§ Task prompt: Take the records below and copy them exactly.

Data excerpts
---

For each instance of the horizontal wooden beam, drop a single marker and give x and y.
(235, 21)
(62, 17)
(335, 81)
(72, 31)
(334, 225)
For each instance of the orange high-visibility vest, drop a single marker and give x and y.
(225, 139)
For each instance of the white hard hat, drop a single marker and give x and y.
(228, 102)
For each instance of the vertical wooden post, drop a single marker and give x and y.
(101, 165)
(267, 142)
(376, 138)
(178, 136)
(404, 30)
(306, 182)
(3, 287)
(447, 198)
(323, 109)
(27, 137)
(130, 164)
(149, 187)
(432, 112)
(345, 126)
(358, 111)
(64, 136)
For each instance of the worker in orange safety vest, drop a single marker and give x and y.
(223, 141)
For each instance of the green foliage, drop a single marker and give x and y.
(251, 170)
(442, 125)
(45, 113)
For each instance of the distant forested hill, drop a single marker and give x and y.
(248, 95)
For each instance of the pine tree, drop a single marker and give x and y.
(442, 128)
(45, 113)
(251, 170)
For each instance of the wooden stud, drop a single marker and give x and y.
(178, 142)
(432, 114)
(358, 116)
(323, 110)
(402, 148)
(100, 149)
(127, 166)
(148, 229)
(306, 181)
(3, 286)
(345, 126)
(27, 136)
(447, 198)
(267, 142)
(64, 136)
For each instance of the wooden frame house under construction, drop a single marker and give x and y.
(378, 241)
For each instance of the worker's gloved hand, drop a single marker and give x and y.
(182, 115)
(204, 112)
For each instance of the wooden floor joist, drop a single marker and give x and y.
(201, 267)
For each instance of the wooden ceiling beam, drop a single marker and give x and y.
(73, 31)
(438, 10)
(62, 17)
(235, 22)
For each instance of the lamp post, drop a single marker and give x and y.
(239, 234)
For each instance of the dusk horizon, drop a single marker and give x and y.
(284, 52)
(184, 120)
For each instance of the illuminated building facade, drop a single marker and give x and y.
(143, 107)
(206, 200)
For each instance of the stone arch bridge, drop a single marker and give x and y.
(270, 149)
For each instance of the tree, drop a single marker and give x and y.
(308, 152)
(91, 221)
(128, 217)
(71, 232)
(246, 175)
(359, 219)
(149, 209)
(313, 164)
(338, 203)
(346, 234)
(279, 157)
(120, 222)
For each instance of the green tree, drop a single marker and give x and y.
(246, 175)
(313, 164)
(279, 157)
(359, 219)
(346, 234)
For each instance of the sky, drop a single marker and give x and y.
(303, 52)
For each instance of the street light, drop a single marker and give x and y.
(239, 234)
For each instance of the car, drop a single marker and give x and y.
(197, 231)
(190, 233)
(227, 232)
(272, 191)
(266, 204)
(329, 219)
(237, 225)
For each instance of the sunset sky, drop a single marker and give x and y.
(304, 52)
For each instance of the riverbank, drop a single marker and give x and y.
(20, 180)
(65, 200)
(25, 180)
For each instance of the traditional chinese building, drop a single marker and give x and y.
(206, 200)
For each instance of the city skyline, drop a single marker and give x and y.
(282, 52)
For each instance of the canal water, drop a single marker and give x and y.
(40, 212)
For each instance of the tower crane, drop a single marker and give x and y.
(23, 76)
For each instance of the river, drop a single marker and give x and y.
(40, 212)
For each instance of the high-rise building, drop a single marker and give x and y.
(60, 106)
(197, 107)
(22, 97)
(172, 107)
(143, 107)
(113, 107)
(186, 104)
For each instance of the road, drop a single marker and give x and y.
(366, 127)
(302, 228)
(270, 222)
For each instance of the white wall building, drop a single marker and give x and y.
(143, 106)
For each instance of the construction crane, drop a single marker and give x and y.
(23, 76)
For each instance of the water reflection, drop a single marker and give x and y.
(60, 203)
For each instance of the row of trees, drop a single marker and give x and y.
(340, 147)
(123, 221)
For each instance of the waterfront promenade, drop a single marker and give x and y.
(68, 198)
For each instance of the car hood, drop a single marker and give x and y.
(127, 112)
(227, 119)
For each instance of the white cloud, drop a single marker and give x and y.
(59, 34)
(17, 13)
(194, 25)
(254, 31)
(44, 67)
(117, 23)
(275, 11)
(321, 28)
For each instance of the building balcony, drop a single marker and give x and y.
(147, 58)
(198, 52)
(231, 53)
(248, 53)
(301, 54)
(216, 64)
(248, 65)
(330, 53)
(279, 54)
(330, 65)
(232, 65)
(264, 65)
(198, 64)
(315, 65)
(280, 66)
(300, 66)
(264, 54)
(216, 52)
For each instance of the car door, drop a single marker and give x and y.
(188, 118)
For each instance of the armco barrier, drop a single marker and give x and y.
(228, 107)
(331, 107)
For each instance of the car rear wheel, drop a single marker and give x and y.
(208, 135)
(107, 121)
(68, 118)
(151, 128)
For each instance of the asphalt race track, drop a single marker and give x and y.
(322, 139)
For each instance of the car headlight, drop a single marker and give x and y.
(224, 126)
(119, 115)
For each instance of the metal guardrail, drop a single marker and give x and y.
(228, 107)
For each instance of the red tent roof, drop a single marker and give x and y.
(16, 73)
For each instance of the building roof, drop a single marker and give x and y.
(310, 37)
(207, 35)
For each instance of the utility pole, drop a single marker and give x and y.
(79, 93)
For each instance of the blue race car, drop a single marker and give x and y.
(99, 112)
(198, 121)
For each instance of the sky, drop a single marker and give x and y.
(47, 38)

---

§ Response box:
For each instance of the horizontal wooden beam, drop a single marker and give x and y.
(235, 21)
(62, 17)
(335, 81)
(72, 31)
(334, 225)
For each instance of the orange high-visibility vest, drop a single marker and give x and y.
(225, 139)
For each instance of the white hard hat, drop a single marker and give x and y.
(228, 102)
For each instance of the vertical wooden post, drop a single marker and give x and y.
(101, 165)
(267, 142)
(376, 138)
(178, 136)
(404, 30)
(306, 182)
(3, 287)
(447, 198)
(323, 109)
(27, 137)
(130, 164)
(149, 187)
(432, 112)
(345, 126)
(358, 111)
(64, 136)
For each instance of the worker in orange safety vest, drop a single marker and give x and y.
(223, 141)
For each instance of the green foliage, drop a single marker and give x and y.
(251, 170)
(442, 125)
(45, 113)
For each instance of the distant forested hill, drop a single marker and give x and y.
(248, 95)
For each instance of the pine tree, drop a single marker and give x and y.
(442, 128)
(45, 113)
(251, 170)
For each instance of the wooden stud, drop a single marker and give x and y.
(178, 142)
(432, 114)
(358, 116)
(323, 110)
(402, 148)
(100, 149)
(127, 166)
(148, 229)
(306, 181)
(3, 286)
(345, 126)
(27, 136)
(447, 198)
(267, 142)
(64, 136)
For each instance of the wooden frame house under construction, drop a single marker and give x and y.
(378, 241)
For each instance of the worker's gloved hand, drop a single marker and give x and y.
(182, 115)
(204, 112)
For each instance of the wooden floor joist, drop a single marker and give x and y.
(201, 267)
For each instance of the wooden ceiling beam, drop a single marker and give x and y.
(73, 31)
(438, 10)
(62, 17)
(235, 22)
For each instance of the lamp post, drop a single marker and give x and y.
(239, 234)
For each instance of the dusk horizon, drop a single marker and give x and y.
(284, 52)
(184, 120)
For each instance of the illuminated building facade, drop a single marker and give x and y.
(143, 107)
(206, 200)
For each instance of the stone arch bridge, drop a single marker and give x and y.
(270, 149)
For each instance of the tree, drop a single marker and give x and y.
(308, 152)
(91, 221)
(128, 217)
(71, 232)
(246, 175)
(359, 219)
(149, 209)
(313, 164)
(338, 203)
(346, 234)
(279, 157)
(120, 222)
For each instance of the green tree, drop a single marker and give x and y.
(246, 175)
(313, 164)
(279, 157)
(359, 219)
(346, 234)
For each instance of the sky, drop a single marker and give x and y.
(303, 52)
For each instance of the street light, drop a single marker and give x and y.
(239, 234)
For each instance of the car, drop a single marker and give x and y.
(197, 231)
(190, 233)
(227, 232)
(272, 191)
(266, 204)
(329, 219)
(237, 225)
For each instance of the sunset sky, drop a single marker and give x and y.
(304, 52)
For each instance of the riverbank, drop a single marker and give x and y.
(20, 180)
(65, 200)
(25, 180)
For each instance of the traditional chinese building, drop a single marker and give x and y.
(206, 200)
For each instance of the city skyline, drop a single marker and give x and y.
(282, 52)
For each instance of the canal water, drop a single marker and give x and y.
(40, 212)
For each instance of the tower crane, drop a single marker and give x and y.
(23, 76)
For each instance of the river, drop a single marker and give x and y.
(40, 212)
For each instance of the high-rise building, drop a single marker and give x and y.
(60, 106)
(197, 107)
(22, 97)
(172, 107)
(143, 107)
(113, 107)
(186, 104)
For each instance of the road, drop a single marker and give x and y.
(366, 127)
(302, 228)
(270, 222)
For each instance of the white wall building, drop a single marker and give x and y.
(143, 106)
For each instance of the construction crane, drop a single marker and give x and y.
(23, 76)
For each instance of the water reflection, drop a single marker and give x and y.
(60, 203)
For each instance of the row of trees, drop a single marker and give x and y.
(340, 147)
(123, 221)
For each instance of the waterfront promenade, drop a single marker and give x and y.
(68, 198)
For each instance of the car hood, drop a single marker and give x and y.
(127, 112)
(227, 119)
For each instance of the white cloud, drop a single marker and give x and y.
(59, 34)
(17, 13)
(194, 25)
(254, 31)
(44, 67)
(117, 23)
(275, 11)
(321, 28)
For each instance of the building balcony, drop a single marker and give x and y.
(147, 58)
(198, 52)
(231, 53)
(248, 53)
(301, 54)
(216, 64)
(248, 65)
(330, 53)
(279, 54)
(330, 65)
(232, 65)
(264, 65)
(198, 64)
(315, 65)
(280, 66)
(300, 66)
(264, 54)
(216, 52)
For each instance of the car door, drop a single marker and give x and y.
(188, 118)
For each instance of the armco barrier, drop a single marker and give x and y.
(228, 107)
(331, 107)
For each instance of the car rear wheel, drop a single marker and give x and y.
(208, 135)
(107, 121)
(68, 118)
(151, 128)
For each instance of the asphalt race track, drop a single marker and give x and y.
(322, 139)
For each instance of the car headlight, drop a single marker and give x and y.
(224, 126)
(119, 115)
For each instance of the metal guardrail, drop a single marker and give x and y.
(228, 107)
For each instance of the red tent roof, drop a single marker and give x and y.
(16, 73)
For each instance of the building roof, drop a single marker and give x and y.
(310, 37)
(207, 35)
For each instance of the utility pole, drop a single marker and give x and y.
(79, 93)
For each instance of the blue race car, drop a single marker and give x and y.
(99, 112)
(198, 121)
For each instance of the sky, drop a single marker and give x and y.
(47, 38)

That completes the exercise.